WHAT THIS TASK INVOLVES:
Render the lines from the line with "Can you see the man's nose" up to and including the line with "column 156, row 207" as a two-column CSV with the headers prompt_text and answer_point. Give one row for each line and the answer that follows it, with each value in a single quoted field and any line breaks turned into spaces.

SOURCE MATERIAL:
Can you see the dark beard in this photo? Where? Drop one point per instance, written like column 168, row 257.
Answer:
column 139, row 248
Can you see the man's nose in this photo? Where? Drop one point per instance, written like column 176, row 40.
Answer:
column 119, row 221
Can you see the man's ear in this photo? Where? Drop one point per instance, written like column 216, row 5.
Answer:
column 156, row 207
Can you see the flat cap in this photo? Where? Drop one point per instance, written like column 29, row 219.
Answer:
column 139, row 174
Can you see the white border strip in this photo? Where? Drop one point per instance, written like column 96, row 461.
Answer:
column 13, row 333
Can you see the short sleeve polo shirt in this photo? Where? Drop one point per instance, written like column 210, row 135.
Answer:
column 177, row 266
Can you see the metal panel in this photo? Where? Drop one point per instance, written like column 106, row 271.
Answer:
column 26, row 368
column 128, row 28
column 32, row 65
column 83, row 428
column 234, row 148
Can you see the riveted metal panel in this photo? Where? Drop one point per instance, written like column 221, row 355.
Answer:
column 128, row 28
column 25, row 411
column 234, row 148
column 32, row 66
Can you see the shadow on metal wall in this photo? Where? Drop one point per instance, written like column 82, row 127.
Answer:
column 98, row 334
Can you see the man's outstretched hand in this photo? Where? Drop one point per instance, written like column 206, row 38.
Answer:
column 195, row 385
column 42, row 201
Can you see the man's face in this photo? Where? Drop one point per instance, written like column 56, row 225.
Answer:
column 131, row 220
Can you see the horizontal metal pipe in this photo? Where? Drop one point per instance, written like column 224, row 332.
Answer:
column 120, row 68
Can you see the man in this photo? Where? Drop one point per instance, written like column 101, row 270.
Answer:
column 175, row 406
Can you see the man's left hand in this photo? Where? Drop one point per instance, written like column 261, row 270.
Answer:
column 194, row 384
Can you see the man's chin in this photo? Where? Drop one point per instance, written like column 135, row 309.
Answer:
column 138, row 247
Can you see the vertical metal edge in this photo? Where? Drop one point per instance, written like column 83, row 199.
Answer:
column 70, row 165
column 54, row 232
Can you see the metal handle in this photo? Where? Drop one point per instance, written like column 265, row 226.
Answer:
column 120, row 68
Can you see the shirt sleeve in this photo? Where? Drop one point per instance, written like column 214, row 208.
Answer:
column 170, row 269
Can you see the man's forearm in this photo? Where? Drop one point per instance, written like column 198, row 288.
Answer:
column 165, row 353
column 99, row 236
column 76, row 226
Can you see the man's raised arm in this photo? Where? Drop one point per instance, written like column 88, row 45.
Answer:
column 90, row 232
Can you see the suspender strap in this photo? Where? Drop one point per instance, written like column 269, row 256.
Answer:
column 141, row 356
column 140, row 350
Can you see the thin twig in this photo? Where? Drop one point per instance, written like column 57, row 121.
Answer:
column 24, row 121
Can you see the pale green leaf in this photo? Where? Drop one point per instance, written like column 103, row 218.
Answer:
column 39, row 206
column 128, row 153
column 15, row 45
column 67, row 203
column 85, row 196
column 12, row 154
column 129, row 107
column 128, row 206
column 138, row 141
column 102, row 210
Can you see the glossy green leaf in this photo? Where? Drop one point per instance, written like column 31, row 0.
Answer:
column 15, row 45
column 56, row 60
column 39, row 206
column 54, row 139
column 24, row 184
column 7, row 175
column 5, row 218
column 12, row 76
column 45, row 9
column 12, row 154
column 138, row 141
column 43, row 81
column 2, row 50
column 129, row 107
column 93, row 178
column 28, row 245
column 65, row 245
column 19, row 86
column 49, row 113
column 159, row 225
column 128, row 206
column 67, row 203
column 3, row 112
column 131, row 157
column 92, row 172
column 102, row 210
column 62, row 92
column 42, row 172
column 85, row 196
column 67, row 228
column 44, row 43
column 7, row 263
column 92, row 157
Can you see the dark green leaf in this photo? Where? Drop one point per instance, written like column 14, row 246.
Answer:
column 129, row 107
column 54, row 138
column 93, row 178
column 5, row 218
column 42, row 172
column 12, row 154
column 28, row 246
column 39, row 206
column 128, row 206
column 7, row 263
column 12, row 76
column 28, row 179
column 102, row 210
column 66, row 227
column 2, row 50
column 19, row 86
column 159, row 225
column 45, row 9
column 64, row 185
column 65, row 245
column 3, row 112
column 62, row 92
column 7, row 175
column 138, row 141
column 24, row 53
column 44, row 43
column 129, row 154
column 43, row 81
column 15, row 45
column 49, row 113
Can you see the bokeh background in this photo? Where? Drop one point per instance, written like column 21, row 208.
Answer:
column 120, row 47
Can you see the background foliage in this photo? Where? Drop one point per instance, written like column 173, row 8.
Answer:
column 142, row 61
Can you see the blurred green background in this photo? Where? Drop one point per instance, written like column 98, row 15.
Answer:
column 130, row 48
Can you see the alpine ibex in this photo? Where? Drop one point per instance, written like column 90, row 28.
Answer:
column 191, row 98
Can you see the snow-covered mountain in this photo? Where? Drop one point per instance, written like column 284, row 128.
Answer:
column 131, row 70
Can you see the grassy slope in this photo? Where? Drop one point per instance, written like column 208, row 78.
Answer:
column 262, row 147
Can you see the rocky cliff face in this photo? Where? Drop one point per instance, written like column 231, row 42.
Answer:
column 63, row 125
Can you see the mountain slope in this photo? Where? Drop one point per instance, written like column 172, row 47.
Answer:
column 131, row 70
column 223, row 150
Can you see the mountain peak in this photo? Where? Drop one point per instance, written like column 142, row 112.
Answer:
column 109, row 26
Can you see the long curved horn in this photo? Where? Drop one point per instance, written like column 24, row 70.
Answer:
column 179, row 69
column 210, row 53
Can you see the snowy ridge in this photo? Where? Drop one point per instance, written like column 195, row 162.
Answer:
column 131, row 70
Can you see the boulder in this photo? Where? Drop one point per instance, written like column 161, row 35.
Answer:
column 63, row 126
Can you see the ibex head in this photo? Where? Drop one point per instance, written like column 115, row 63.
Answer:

RESPONSE TO THIS TASK:
prompt_text,answer_point
"Can you see the man's nose in this photo? Where? Drop one point per instance, written like column 176, row 40. Answer:","column 119, row 221"
"Can you see the man's ear in this photo? Where? Drop one point per instance, written like column 216, row 5. Answer:","column 156, row 207"